[Data listing]
##############################
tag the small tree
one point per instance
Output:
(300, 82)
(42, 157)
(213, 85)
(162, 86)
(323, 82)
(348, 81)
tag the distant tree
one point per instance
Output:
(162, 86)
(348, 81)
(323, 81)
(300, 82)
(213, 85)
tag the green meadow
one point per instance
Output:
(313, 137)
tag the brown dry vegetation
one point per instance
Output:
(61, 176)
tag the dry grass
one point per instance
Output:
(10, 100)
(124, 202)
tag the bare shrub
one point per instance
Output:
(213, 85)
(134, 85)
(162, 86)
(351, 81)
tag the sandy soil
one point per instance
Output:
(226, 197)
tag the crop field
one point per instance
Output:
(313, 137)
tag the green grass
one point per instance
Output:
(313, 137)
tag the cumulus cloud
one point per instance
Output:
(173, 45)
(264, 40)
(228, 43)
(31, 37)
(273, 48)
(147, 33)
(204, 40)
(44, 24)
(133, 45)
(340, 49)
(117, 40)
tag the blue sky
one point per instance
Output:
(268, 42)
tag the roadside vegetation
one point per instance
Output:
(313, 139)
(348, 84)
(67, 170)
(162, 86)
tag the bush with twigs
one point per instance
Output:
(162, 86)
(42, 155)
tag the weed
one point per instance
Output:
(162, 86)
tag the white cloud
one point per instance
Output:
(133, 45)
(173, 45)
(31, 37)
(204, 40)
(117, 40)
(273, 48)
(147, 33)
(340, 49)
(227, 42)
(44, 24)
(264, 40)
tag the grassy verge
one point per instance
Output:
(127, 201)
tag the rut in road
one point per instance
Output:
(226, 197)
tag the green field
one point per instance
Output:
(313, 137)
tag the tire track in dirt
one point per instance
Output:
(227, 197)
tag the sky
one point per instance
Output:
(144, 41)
##############################
- EXERCISE REQUIREMENTS -
Write out the lines above again, swapping "one point per instance" for "one point for each instance" wherever it appears and leaving everything else unchanged.

- FINAL ANSWER -
tag the small tree
one point for each instance
Output:
(300, 82)
(42, 157)
(213, 85)
(162, 86)
(323, 82)
(348, 81)
tag the distant tree
one point for each instance
Output:
(162, 86)
(348, 81)
(323, 81)
(300, 82)
(213, 85)
tag the green meadow
one point for each instance
Output:
(313, 137)
tag the brown dry vegetation
one point for each instance
Output:
(61, 176)
tag the dry grass
one point for each instance
Output:
(10, 100)
(124, 202)
tag the bare shrub
one point for each instance
Output:
(213, 85)
(134, 85)
(162, 86)
(351, 81)
tag the sandy soil
one point for each instance
Output:
(226, 197)
tag the crop field
one point for each instance
Output:
(313, 137)
tag the green grass
one point for each instance
Output:
(313, 137)
tag the cumulus cloud
one point for each instance
Output:
(173, 45)
(264, 40)
(228, 43)
(31, 37)
(273, 48)
(147, 33)
(204, 40)
(44, 24)
(133, 45)
(340, 49)
(117, 40)
tag the blue sky
one point for each instance
Output:
(268, 42)
tag the roadside vegetation
one point for each instance
Output:
(313, 139)
(348, 84)
(67, 170)
(162, 86)
tag the bush with twigs
one point for each instance
Output:
(162, 86)
(42, 155)
tag the weed
one point for each instance
Output:
(162, 86)
tag the white cloud
one point for each instance
Output:
(133, 45)
(173, 45)
(31, 37)
(204, 40)
(117, 40)
(273, 48)
(147, 33)
(340, 49)
(227, 42)
(44, 24)
(264, 40)
tag the grassy verge
one point for each instance
Output:
(127, 201)
tag the rut in road
one point for each instance
Output:
(226, 197)
tag the green field
one point for each instance
Output:
(313, 137)
tag the tire track in dirt
one point for each instance
Output:
(227, 197)
tag the sky
one point for each instance
Output:
(144, 41)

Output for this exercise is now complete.